Exercise goal:
Identify each line in the material below that contains the word "blue" and copy those lines out.

════

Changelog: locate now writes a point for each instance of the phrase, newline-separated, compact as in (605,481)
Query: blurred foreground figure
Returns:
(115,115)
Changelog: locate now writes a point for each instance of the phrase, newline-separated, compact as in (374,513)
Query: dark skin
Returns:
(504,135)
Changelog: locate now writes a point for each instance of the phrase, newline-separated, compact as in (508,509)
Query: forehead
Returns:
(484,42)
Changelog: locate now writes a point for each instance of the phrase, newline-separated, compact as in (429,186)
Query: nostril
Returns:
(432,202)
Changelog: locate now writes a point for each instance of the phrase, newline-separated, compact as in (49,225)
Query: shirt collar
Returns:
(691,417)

════

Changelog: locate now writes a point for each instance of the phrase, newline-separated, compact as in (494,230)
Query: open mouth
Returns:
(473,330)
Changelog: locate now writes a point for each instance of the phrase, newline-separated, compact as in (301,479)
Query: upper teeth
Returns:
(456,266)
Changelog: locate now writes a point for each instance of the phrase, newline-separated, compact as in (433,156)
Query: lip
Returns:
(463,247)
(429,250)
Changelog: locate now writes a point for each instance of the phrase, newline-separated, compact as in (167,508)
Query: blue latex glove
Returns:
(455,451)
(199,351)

════

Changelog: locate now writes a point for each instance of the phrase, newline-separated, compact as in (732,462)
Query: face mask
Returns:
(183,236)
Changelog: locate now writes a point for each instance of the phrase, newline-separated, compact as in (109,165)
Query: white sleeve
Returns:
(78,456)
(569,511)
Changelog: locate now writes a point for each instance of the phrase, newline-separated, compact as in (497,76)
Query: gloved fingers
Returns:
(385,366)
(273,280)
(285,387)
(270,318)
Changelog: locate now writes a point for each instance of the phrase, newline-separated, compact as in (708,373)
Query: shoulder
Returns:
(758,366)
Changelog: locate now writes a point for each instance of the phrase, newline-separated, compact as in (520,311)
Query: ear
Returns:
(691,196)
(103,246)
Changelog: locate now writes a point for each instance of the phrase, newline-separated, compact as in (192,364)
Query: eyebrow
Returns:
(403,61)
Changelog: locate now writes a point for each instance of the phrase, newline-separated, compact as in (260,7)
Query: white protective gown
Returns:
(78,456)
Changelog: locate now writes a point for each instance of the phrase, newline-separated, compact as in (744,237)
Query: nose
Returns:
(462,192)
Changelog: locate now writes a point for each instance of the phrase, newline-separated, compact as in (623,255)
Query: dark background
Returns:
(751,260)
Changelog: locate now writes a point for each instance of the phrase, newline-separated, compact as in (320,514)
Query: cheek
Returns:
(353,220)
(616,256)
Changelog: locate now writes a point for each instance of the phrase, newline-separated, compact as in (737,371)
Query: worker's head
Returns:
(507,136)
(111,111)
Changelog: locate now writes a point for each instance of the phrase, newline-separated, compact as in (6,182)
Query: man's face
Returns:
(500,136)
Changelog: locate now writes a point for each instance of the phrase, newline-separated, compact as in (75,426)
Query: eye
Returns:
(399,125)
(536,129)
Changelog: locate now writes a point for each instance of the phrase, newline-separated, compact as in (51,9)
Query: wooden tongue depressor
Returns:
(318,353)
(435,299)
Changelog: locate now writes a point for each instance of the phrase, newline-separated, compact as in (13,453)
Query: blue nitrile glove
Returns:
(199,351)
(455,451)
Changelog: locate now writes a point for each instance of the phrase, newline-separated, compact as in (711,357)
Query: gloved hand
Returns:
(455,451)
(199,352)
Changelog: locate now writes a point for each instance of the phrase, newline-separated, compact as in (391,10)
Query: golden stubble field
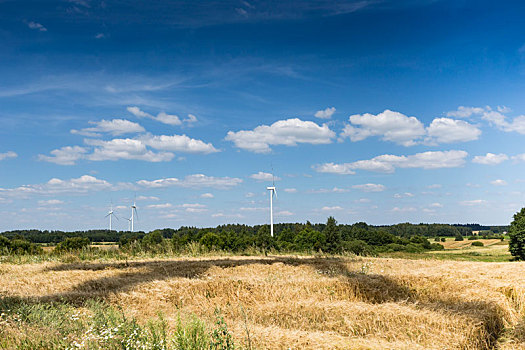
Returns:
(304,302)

════

Expected output:
Query: blue latex glove
Query: blue nitrile glove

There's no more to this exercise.